What is expected
Lay out the lines below as a Markdown table with two columns, Row and Line. Give each line a row number and leave out any blank lines.

Excerpted data
---+---

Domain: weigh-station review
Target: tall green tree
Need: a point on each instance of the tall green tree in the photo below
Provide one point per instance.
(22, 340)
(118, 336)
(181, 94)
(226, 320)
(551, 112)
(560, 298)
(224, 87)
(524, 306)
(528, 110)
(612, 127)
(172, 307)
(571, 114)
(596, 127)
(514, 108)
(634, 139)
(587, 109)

---+---

Written answer
| Row | Line |
|---|---|
| 1 | Domain: weigh-station review |
| 2 | Target: tall green tree |
| 3 | Need: a point on each instance of the tall green tree in the photo below |
| 4 | Provide one point per instance. |
| 5 | (22, 340) |
| 6 | (118, 336) |
| 7 | (181, 94) |
| 8 | (226, 320) |
| 9 | (551, 112) |
| 10 | (560, 298) |
| 11 | (224, 87) |
| 12 | (524, 306) |
| 13 | (528, 110) |
| 14 | (612, 127) |
| 15 | (172, 307) |
| 16 | (571, 114) |
| 17 | (596, 127) |
| 18 | (514, 108) |
| 19 | (634, 139) |
| 20 | (587, 109) |